→ Input:

************

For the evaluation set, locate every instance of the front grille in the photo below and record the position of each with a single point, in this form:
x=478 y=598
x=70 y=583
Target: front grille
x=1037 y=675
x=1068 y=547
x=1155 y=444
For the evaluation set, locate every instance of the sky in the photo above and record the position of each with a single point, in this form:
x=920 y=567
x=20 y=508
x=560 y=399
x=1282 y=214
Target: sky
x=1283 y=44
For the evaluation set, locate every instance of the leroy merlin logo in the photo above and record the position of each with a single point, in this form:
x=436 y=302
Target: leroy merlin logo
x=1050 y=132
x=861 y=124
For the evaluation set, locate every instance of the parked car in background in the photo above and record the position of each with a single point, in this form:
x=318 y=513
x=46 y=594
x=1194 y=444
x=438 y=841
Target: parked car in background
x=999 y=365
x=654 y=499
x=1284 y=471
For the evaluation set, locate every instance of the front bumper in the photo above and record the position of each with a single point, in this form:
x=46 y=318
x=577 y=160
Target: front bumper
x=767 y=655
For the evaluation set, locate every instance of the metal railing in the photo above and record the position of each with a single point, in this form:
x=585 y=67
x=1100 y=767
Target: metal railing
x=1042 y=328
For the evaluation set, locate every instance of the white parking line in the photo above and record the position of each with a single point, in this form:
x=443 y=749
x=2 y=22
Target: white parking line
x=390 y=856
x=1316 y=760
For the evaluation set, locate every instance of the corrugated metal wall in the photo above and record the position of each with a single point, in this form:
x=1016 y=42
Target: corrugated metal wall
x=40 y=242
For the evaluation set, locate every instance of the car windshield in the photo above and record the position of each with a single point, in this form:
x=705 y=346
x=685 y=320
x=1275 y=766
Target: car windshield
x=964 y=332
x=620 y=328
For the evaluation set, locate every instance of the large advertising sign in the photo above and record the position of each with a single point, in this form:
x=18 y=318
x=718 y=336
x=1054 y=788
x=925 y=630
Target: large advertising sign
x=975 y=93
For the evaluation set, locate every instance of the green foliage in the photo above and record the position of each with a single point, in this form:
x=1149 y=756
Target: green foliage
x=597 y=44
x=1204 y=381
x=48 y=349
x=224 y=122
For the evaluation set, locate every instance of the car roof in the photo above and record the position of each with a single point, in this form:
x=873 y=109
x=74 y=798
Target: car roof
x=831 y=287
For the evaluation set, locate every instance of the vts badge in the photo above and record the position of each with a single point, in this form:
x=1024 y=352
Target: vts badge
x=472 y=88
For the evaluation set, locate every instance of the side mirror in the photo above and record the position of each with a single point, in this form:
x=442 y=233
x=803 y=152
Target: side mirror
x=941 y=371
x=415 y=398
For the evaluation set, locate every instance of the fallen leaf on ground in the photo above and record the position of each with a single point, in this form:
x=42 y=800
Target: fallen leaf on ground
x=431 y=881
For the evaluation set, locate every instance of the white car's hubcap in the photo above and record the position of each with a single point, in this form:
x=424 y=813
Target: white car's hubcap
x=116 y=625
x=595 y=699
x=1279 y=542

************

→ The request: Recast the lines above as a Markdown table with two columns, "Row" and "Line." Number each row and leave out any blank lines.

→ Answer to the exercise:
| Row | Line |
|---|---|
| 1 | For the evaluation set, locate every instance of the front grille in the photo below and record the position of each with a single point, in this form: |
| 2 | x=478 y=598 |
| 3 | x=70 y=583 |
| 4 | Target: front grille |
| 5 | x=1037 y=675 |
| 6 | x=1068 y=547 |
| 7 | x=1155 y=444 |
| 8 | For the evaluation set, locate every instance of the sky in the photo above and record the position of each with a single point, in this form: |
| 9 | x=920 y=567 |
| 10 | x=20 y=508 |
| 11 | x=560 y=399 |
| 12 | x=1282 y=214 |
| 13 | Target: sky |
| 14 | x=1283 y=44 |
| 15 | For the evaluation set, locate every instance of the leroy merlin logo in the photo above and record the position of each with a single point, in this form: |
| 16 | x=436 y=302 |
| 17 | Target: leroy merlin logo |
| 18 | x=1050 y=132 |
| 19 | x=861 y=124 |
| 20 | For the evaluation set, locate every instance of the parked car in background in the photo above and record the position of each with a single point, in this form: |
| 21 | x=318 y=513 |
| 22 | x=46 y=594 |
| 23 | x=1194 y=444 |
| 24 | x=438 y=841 |
| 25 | Target: parked car in background |
| 26 | x=999 y=365 |
| 27 | x=654 y=499 |
| 28 | x=1284 y=471 |
| 29 | For the evaluation set, locate every instance of the front bumper in the photo above and record the position of each with a single point, in this form: |
| 30 | x=46 y=318 |
| 31 | x=577 y=160 |
| 32 | Target: front bumper |
| 33 | x=767 y=655 |
| 34 | For the evaluation set, locate every instance of the metal railing in the photo above and record the position of each with a single point, in this form: |
| 35 | x=585 y=67 |
| 36 | x=1100 y=767 |
| 37 | Target: metal railing |
| 38 | x=1042 y=328 |
| 39 | For the evaluation set, locate every instance of the white parking line in the photo above and record the position of each with a single point, in this form: |
| 40 | x=443 y=749 |
| 41 | x=2 y=22 |
| 42 | Target: white parking line |
| 43 | x=390 y=856 |
| 44 | x=1316 y=760 |
| 45 | For the evaluation set, locate every instance of the corrugated metal wall in the photo above and record the position of each with a single point, in this form: |
| 46 | x=1016 y=42 |
| 47 | Target: corrugated metal wall |
| 48 | x=40 y=242 |
| 49 | For the evaluation set, locate every instance of the car windshield in the photo above and record the position of each with a single point, in this form: |
| 50 | x=705 y=346 |
| 51 | x=685 y=320 |
| 52 | x=1275 y=766 |
| 53 | Target: car windshield |
| 54 | x=964 y=332 |
| 55 | x=620 y=328 |
| 56 | For the evaluation set, locate every instance of the large advertising sign in the photo above and record the position of each with a single point, in this form: |
| 57 | x=18 y=318 |
| 58 | x=718 y=336 |
| 59 | x=1054 y=788 |
| 60 | x=925 y=630 |
| 61 | Target: large advertising sign |
| 62 | x=975 y=93 |
| 63 | For the evaluation set, locate every instance of the green foliage in the photo above and record the position of each with a single point, in this form: |
| 64 | x=1149 y=756 |
| 65 | Target: green foliage |
| 66 | x=597 y=44 |
| 67 | x=1204 y=381 |
| 68 | x=48 y=349 |
| 69 | x=224 y=122 |
| 70 | For the evaluation set, locate every instance of the car roof in the photo above and record the position of each with a single point, in this form: |
| 71 | x=873 y=109 |
| 72 | x=74 y=798 |
| 73 | Target: car roof |
| 74 | x=831 y=287 |
| 75 | For the evaluation set, locate every instance of the vts badge in the photo above and record the position of each with a single point, in this form: |
| 76 | x=1024 y=352 |
| 77 | Target: vts badge |
| 78 | x=472 y=88 |
| 79 | For the evaluation set, locate every instance of the side mirror in the photo above and record the position of each with a single point, in this form: |
| 80 | x=442 y=233 |
| 81 | x=803 y=152 |
| 82 | Target: side mirror |
| 83 | x=941 y=371 |
| 84 | x=415 y=398 |
| 85 | For the evaluation set, locate every instance of the fallen leaf on ground in the photo above and record the position of each with a single point, in this form: |
| 86 | x=42 y=800 |
| 87 | Target: fallen leaf on ground |
| 88 | x=431 y=881 |
| 89 | For the evaluation set, locate every instance of the white car's hubcap in the photo above and record the position of each with a single point, in this form: |
| 90 | x=424 y=813 |
| 91 | Target: white car's hubcap |
| 92 | x=116 y=625 |
| 93 | x=595 y=699 |
| 94 | x=1279 y=542 |